▶ WHAT TO PRODUCE
With the images omitted, return all of the entries exactly as they stand.

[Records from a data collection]
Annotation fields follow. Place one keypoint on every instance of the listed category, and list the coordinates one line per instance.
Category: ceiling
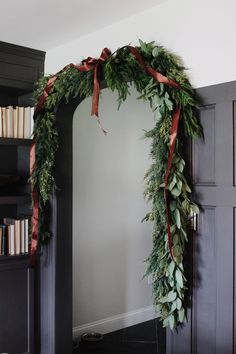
(46, 24)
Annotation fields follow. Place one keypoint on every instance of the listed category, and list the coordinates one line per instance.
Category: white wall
(107, 260)
(202, 32)
(110, 242)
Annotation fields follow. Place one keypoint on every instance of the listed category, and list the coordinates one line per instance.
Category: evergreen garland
(121, 70)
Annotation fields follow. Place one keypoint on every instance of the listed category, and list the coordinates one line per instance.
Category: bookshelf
(20, 67)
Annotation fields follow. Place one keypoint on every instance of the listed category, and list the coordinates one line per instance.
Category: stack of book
(14, 237)
(16, 122)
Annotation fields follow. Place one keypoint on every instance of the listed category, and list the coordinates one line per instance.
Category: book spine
(21, 123)
(15, 122)
(26, 222)
(22, 236)
(4, 123)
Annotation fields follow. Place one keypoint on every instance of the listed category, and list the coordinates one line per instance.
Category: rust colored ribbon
(150, 71)
(173, 138)
(34, 235)
(173, 132)
(87, 65)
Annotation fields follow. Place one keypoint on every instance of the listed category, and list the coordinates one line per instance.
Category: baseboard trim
(117, 322)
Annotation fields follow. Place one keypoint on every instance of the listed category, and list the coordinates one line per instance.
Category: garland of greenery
(121, 70)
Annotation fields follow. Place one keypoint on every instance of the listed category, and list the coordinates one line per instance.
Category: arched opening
(109, 241)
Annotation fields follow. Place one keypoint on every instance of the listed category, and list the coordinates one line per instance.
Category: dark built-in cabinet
(19, 69)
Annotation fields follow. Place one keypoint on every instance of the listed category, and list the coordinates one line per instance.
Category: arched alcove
(56, 262)
(109, 241)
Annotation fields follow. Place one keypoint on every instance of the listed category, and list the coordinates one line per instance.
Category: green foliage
(121, 70)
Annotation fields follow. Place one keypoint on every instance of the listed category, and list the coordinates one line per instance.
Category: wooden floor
(145, 338)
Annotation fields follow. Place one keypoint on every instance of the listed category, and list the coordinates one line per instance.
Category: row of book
(16, 122)
(14, 237)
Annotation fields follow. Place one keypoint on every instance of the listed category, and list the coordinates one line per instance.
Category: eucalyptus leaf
(178, 304)
(171, 322)
(181, 314)
(179, 278)
(171, 296)
(177, 218)
(176, 192)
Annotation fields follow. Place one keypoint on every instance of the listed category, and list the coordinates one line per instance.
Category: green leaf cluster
(120, 71)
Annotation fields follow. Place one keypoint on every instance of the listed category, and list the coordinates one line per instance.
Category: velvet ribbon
(95, 65)
(173, 133)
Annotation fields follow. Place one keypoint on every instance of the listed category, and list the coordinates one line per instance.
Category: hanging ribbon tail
(96, 85)
(34, 232)
(173, 138)
(150, 71)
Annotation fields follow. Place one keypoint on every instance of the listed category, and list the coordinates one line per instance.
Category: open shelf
(15, 199)
(14, 258)
(15, 142)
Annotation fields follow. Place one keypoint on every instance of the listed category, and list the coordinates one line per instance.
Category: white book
(17, 237)
(21, 123)
(9, 122)
(15, 122)
(26, 222)
(11, 240)
(0, 122)
(31, 122)
(22, 236)
(4, 123)
(27, 122)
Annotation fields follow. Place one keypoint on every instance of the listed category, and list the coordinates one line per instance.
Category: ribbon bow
(87, 65)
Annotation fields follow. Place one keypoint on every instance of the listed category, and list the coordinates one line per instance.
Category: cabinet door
(210, 328)
(16, 308)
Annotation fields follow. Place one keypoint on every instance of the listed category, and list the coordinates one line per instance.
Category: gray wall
(110, 242)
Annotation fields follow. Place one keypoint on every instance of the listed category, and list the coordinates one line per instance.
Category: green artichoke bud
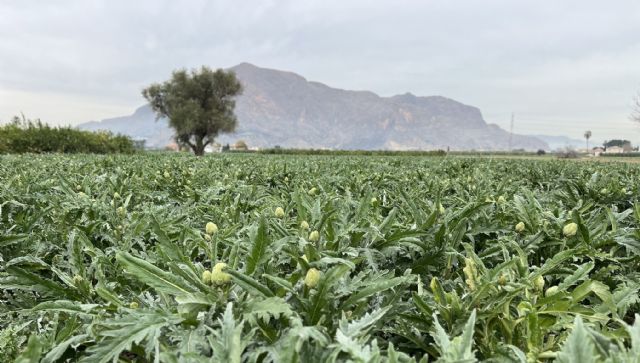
(538, 283)
(551, 291)
(206, 277)
(312, 278)
(570, 229)
(218, 277)
(211, 228)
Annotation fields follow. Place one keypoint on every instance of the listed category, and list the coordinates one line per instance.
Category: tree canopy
(198, 103)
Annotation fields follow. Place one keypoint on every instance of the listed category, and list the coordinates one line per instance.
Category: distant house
(596, 151)
(172, 146)
(615, 150)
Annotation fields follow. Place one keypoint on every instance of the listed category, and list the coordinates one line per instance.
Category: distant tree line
(283, 151)
(33, 136)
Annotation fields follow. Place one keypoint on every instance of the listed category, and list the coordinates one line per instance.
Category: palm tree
(587, 135)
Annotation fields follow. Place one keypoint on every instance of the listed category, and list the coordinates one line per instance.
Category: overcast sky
(561, 66)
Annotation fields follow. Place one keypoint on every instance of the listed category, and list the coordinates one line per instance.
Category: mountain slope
(283, 108)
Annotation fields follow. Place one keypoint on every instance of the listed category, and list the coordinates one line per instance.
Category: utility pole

▶ RESPONSE AREA
Annotation fields follow. Place one keypoint on every instance of the listed category, and list the coordinates one line per instance.
Category: ceiling
(46, 24)
Annotation fields follow. Place one keypoint on every instance of the listed category, and list the coordinates one line per instance.
Category: white wall
(107, 260)
(202, 32)
(110, 242)
Annotation fields follow. Place one keypoint on every instance of the listed category, and list the coordinates one line per instance.
Category: evergreen garland
(121, 70)
Annotation fields follow. Place one keypoint on every instance of the listed category, and list the coordinates one line per instance.
Category: bookshelf
(20, 67)
Annotation fields follow. Place one keypoint on every instance of the listed category, and list the coordinates one line per instance.
Category: stack of book
(14, 237)
(16, 122)
Annotation fields follow. Place one keypoint on every instance of the listed category, and list the coordinates one line per instance.
Category: book spine
(21, 123)
(15, 122)
(26, 222)
(22, 236)
(4, 123)
Annotation fields follow. Place one keypoint on every instance of the listed category, and list the coordinates one line per instance.
Category: rust colored ribbon
(150, 71)
(173, 138)
(34, 235)
(173, 132)
(87, 65)
Annotation fields follow. Place one keypoint on every instance of the listed category, and list the coordinates one line per instance.
Category: baseboard trim
(117, 322)
Annotation fields follow. Place one keypoint on every instance of the listed category, and list the coordinates one line per instance.
Category: garland of greenery
(121, 70)
Annotation fields follow. Place one keypoint on every instance of the listed category, and list the coordinates one line per instance.
Category: arched opening
(109, 241)
Annotation fields follow. Place one keypoint on every instance of the listed category, and list the coordinates one line per instance.
Category: dark built-in cabinet
(19, 69)
Annotation fields follow. Place one keypoint on every instance of the listed category, and list the coordinates one line per instance.
Category: arched alcove
(56, 262)
(109, 241)
Annotation fields follow. Place one keypoint on every instance of the listed category, and list the coordinates one line per instance.
Category: green foliage
(121, 70)
Annotation fields follow. Place one keypoint on every instance of the listed category, and list the coordinates one line per instance.
Category: wooden floor
(145, 338)
Annotation fields follow. Place one keypoint on every instance of the listed category, and list the coordinates one line per instance.
Category: row of book
(16, 122)
(14, 237)
Annotation fields follow. Place one keypoint on every instance of the listed category, and list the coordinates one line per instance.
Category: eucalyptus leaf
(178, 304)
(171, 322)
(181, 314)
(179, 278)
(171, 296)
(177, 218)
(176, 192)
Annotation fields follow. Place one keypoint on every instance of the listed category, and list the coordinates one line per instance.
Category: green leaf cluster
(120, 71)
Annotation fields follow. Place one keypoint on every instance of the listed category, and list the coordinates one line per instance.
Category: velvet ribbon
(95, 65)
(173, 133)
Annotation fields follow. Place one keypoint on every instance of the listed category, and list the coordinates one line per instance.
Category: hanging ribbon tail
(96, 85)
(34, 232)
(173, 138)
(150, 71)
Annotation fields follow. Place one keypoint on every instance of the listed category, and list the coordinates one line per instance.
Category: open shelf
(15, 199)
(14, 258)
(15, 142)
Annotation fields follow. Place one keypoint on every instance of the listed category, and list the coordinates one line per instance.
Category: white book
(17, 237)
(21, 123)
(9, 122)
(15, 122)
(26, 222)
(11, 240)
(0, 122)
(31, 122)
(22, 236)
(4, 123)
(27, 122)
Annotation fields follow. Place one keypoint on every instance of the listed category, and list the coordinates one line per instance.
Category: ribbon bow
(87, 65)
Annotation fields follow. Place one keypoint on every instance of the listed category, and list the coordinates one line per instance.
Category: cabinet door
(210, 328)
(16, 308)
Annotation fields follow. Place one keypoint on every instance of the listed category, and list the coordinates one line per instance.
Category: gray wall
(110, 242)
Annotation fields follow. Place one keypoint on every instance of the listed category, and list the coordinates one line per instance.
Category: green artichoke bud
(538, 283)
(551, 291)
(206, 277)
(312, 278)
(570, 229)
(218, 277)
(211, 228)
Annotation fields follow. Place one keypoint on every instance of the listed category, and list the coordinates one line per instance.
Category: tree canopy
(198, 103)
Annotation fields follow. Place one keypoint on every instance of the listed category, and list the coordinates one line per instance.
Category: distant house
(596, 151)
(172, 146)
(615, 150)
Annotation fields follow. Place one keypoint on every instance of the listed category, and list the coordinates one line per instance.
Category: distant tree line
(283, 151)
(33, 136)
Annotation fields follow. Place one keypoint on every instance of the listed category, and list the coordinates one line per instance.
Category: palm tree
(587, 135)
Annotation fields follow. Place one keypoint on every instance of the listed category, and list the coordinates one line per instance.
Category: overcast sky
(561, 66)
Annotation fields follow. Place one keypoint on every instance of the listed category, and list the coordinates one line per instance.
Category: mountain slope
(283, 108)
Annotation fields follow. Place one keypoint on every instance of the listed category, and list the coordinates one line per instance.
Category: utility pole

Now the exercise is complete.